* **TASK PROMPT**: Every line of the listing below needs to be reproduced exactly.

[[ TASK DATA open ]]

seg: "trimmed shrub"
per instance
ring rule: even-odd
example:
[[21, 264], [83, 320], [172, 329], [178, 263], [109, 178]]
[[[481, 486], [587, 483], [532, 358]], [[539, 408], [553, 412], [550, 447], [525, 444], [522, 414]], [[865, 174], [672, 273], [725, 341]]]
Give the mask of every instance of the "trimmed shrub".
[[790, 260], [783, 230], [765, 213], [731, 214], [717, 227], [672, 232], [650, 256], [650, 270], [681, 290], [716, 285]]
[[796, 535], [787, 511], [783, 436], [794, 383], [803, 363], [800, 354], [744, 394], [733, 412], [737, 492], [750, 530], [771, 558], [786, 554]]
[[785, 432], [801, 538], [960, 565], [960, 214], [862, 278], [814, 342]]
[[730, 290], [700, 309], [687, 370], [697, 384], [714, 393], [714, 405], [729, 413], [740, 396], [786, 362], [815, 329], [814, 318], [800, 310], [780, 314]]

[[ TASK DATA closed ]]

* **WRITTEN RESPONSE**:
seg: "trimmed shrub"
per instance
ring rule: even-odd
example:
[[21, 264], [83, 320], [172, 329], [178, 263], [109, 178]]
[[[481, 486], [587, 483], [532, 358]], [[539, 408], [553, 412], [550, 447], [525, 444], [522, 414]], [[865, 174], [672, 273], [725, 341]]]
Give the mask of every instance of the "trimmed shrub".
[[790, 260], [783, 230], [765, 213], [731, 214], [717, 227], [672, 232], [650, 256], [650, 270], [681, 290], [716, 285]]
[[796, 535], [787, 511], [783, 436], [794, 383], [803, 363], [800, 354], [744, 394], [733, 412], [737, 492], [750, 530], [771, 558], [786, 554]]
[[785, 432], [801, 538], [960, 565], [960, 214], [862, 278], [814, 342]]
[[730, 290], [700, 309], [687, 370], [697, 384], [714, 393], [714, 405], [729, 413], [740, 396], [786, 362], [815, 329], [814, 318], [800, 310], [780, 314]]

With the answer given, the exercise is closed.